*** Opening SOURCE DATA ***

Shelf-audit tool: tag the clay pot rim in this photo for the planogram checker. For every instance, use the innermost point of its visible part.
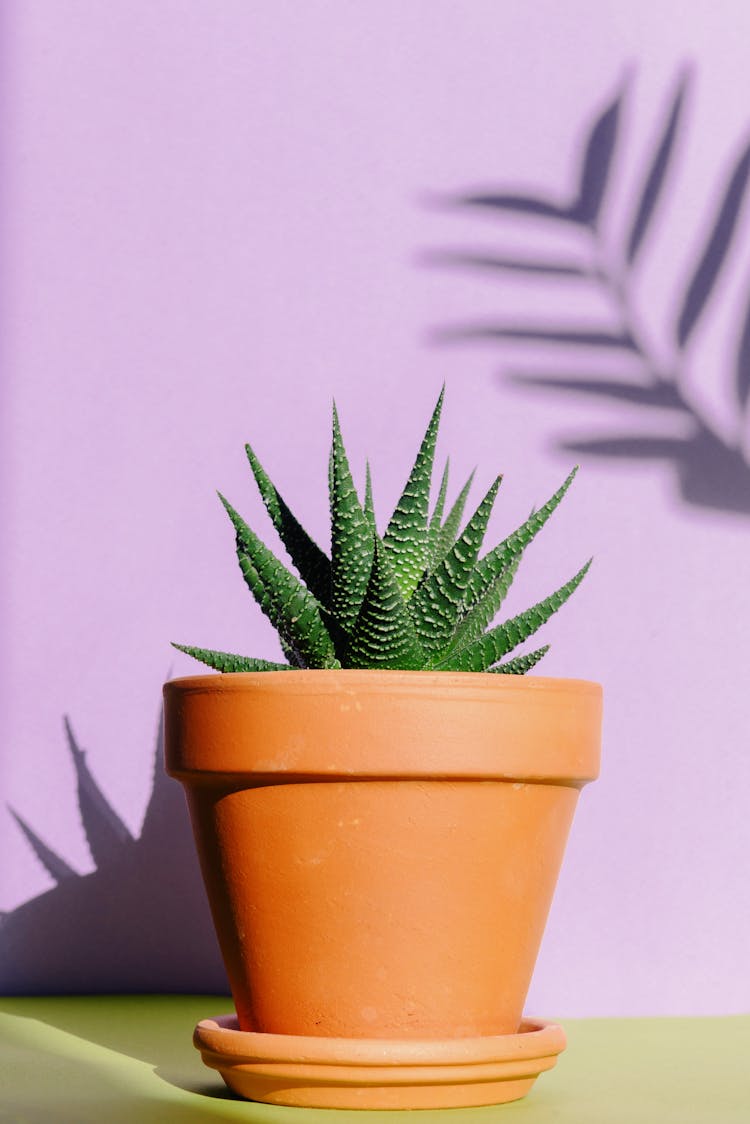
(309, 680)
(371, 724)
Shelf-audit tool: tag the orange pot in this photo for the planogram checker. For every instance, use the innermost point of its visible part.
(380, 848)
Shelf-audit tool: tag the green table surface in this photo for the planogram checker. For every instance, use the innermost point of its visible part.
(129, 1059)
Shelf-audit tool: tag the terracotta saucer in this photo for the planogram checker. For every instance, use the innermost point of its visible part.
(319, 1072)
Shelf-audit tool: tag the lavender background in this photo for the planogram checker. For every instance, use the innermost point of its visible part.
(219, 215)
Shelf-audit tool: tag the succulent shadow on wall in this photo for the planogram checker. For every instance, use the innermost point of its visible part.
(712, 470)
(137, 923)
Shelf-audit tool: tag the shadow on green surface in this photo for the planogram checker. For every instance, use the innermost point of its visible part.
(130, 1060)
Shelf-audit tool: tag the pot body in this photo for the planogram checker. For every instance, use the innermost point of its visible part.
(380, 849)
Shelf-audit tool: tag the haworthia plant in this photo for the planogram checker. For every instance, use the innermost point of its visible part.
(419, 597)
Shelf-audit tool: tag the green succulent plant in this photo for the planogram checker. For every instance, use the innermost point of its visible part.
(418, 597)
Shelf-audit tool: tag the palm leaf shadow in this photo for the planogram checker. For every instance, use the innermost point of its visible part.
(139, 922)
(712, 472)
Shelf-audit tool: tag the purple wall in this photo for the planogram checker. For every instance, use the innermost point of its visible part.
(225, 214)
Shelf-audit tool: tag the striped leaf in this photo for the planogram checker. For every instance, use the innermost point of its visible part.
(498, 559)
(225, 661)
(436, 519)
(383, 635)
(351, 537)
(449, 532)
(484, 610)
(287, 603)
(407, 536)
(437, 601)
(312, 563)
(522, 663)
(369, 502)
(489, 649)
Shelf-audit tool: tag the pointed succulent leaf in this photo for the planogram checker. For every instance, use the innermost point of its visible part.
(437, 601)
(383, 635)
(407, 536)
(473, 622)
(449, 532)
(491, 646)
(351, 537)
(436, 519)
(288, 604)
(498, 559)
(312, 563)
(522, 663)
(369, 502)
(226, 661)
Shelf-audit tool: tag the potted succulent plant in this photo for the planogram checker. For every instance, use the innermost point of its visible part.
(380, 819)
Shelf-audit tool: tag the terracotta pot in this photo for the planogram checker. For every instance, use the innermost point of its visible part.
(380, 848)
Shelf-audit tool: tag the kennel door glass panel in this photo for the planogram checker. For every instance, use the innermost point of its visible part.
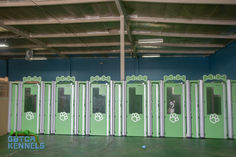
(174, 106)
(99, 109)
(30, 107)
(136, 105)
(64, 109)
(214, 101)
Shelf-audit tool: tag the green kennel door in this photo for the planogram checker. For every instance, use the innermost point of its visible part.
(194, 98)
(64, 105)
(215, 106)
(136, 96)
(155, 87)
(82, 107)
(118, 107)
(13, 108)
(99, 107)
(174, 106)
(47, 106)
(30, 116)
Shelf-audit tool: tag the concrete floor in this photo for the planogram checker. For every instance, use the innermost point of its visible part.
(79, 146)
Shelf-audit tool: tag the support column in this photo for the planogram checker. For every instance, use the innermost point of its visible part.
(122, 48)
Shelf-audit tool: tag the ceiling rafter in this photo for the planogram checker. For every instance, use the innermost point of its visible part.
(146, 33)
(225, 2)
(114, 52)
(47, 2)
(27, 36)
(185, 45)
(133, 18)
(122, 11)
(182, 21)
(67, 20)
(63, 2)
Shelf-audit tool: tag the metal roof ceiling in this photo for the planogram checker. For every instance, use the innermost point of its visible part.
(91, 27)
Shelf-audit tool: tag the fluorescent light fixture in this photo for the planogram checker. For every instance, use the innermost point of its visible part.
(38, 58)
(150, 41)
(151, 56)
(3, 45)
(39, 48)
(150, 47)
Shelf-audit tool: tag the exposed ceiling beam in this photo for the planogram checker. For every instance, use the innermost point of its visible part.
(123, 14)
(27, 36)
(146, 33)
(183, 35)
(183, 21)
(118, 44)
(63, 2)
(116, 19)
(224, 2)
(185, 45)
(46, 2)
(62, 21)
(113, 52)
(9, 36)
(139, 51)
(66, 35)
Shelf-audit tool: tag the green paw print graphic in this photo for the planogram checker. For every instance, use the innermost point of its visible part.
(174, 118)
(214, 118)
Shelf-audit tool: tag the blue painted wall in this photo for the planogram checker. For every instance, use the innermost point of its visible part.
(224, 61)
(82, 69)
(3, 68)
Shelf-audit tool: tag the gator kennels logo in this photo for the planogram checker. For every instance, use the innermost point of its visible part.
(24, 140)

*** Closing SOURCE DATA ***

■ **TASK TO CARRY OUT**
All of the data above should be transcribed verbatim, with pictures omitted.

■ **OUTPUT FOR THIS EXERCISE**
Shelf-audit tool: tag the clay pot rim in this photo for the planogram checker. For every instance, use the innermost point of its visible part.
(309, 680)
(371, 724)
Shelf-audit tool: tag the orange pot in this photo for the planogram checker. For every instance, use the innermost point of its visible part.
(380, 848)
Shelf-audit tool: tag the green table surface in this photo for the planogram checker. For every instance, use the innermost point of its visible part.
(129, 1059)
Shelf-audit tool: tag the terracotta saucer in this photo for the planogram checker. For every instance, use the innermost point of its visible part.
(319, 1072)
Shelf-audit tool: tag the lavender background in this photo for the planogram checker. For every instance, use the innermost point of its visible part.
(219, 215)
Shelf-audit tool: tag the succulent shadow on wall in this photo for the planogram checker. For every instance, use the innermost point of its visible part.
(712, 470)
(137, 923)
Shelf-audit tool: tag the shadow on green surface in this photo for the planogram checker. For every instance, use the innermost point of its visible part.
(130, 1060)
Shelf-audit tool: tag the pot body in this photo for the planogram checker. For every instance, use the innermost point of its visible part.
(380, 849)
Shelf-audit tool: tag the haworthia plant in this photo for the planogram checker. For every instance, use the innermost point of its visible part.
(419, 597)
Shelf-audit tool: tag the green succulent plant in this photo for the planogram checker. For every instance, use the innermost point of its visible part.
(418, 597)
Shelf-audit tool: tag the palm leaf shadow in this photo for the planogram checker. For every instance, use the innermost point of its visible part.
(139, 922)
(712, 472)
Shelf-audit tool: tag the purple wall in this photo for the planogram checker. For every instance, use the innermost point of its visible part.
(225, 214)
Shelf-audit tool: tag the striped leaf in this photo for the planogram checker. For every instance, use the innermost point of its visible part.
(498, 559)
(225, 661)
(436, 519)
(383, 635)
(351, 537)
(449, 532)
(484, 610)
(287, 603)
(407, 536)
(437, 601)
(312, 563)
(522, 663)
(369, 502)
(489, 649)
Shelf-audit tool: tag the pointed succulent leaf in this photo for the planogram checker. For every instance, use the innermost point of its visible part.
(437, 601)
(383, 635)
(407, 536)
(473, 622)
(449, 532)
(491, 646)
(351, 537)
(436, 519)
(288, 604)
(498, 559)
(312, 563)
(522, 663)
(369, 502)
(226, 661)
Shelf-audit tool: tag the potted succulent plant in this photo for the planogram checker. For every instance, use the innermost point of its visible part.
(380, 819)
Shelf-audit tool: tag the terracotta pot in this photo for the planogram checker. For every instance, use the innermost point of its visible part.
(380, 848)
Shelf-audit tool: tag the kennel door glass panel in this photo for the planogram checker. For every instance, use the innermost point of its visible part.
(174, 106)
(99, 109)
(30, 107)
(136, 105)
(64, 109)
(214, 101)
Shelf-audit tool: tag the green kennel door in this photo for the planogram checker. For every instance, use the innermost point of its visible part.
(194, 98)
(64, 105)
(215, 106)
(136, 96)
(155, 87)
(82, 107)
(118, 107)
(13, 108)
(99, 107)
(174, 106)
(47, 106)
(30, 116)
Shelf-audit tool: tag the concrete floor in this photo for the planogram checker. For every instance, use the innermost point of its visible part.
(79, 146)
Shelf-audit tool: tag the support column in this photo for the planogram checker. For every instance, use the innermost point of its visible part.
(122, 48)
Shelf-audit tool: tag the ceiling rafter in this photo for the planogram checker. For every instance, use the innermost point of its visible part.
(146, 33)
(225, 2)
(114, 52)
(47, 2)
(27, 36)
(185, 45)
(133, 18)
(122, 11)
(182, 21)
(67, 20)
(63, 2)
Shelf-audit tool: tag the metal roof ceiling in this photo for the planogram checker. For every instance, use the innermost point of its visible part.
(91, 27)
Shelf-audit tool: tag the fluorescent light fixture in this photo for the planogram checker. For every instance, use the innermost point of its visible part.
(38, 58)
(150, 41)
(151, 56)
(3, 45)
(39, 48)
(150, 47)
Shelf-audit tool: tag the exposed ceiling beam in this photo for the planogram checker. For every instance, use the innermost point of its visible part.
(123, 14)
(27, 36)
(146, 33)
(183, 35)
(183, 21)
(118, 44)
(63, 2)
(116, 19)
(224, 2)
(185, 45)
(46, 2)
(62, 21)
(113, 52)
(9, 36)
(139, 51)
(66, 35)
Shelf-audit tool: tag the green paw print graphic in this photo for the planogram checker. For every instance, use the innermost point of its visible part.
(174, 118)
(214, 118)
Shelf-audit tool: tag the blue painted wall in this photo for the planogram checker. For every instance, use the innermost point of its visible part.
(224, 61)
(82, 69)
(3, 68)
Shelf-audit tool: tag the gator kennels logo in this photo for the planogram checker. For every instance, use the innermost point of its visible part.
(24, 140)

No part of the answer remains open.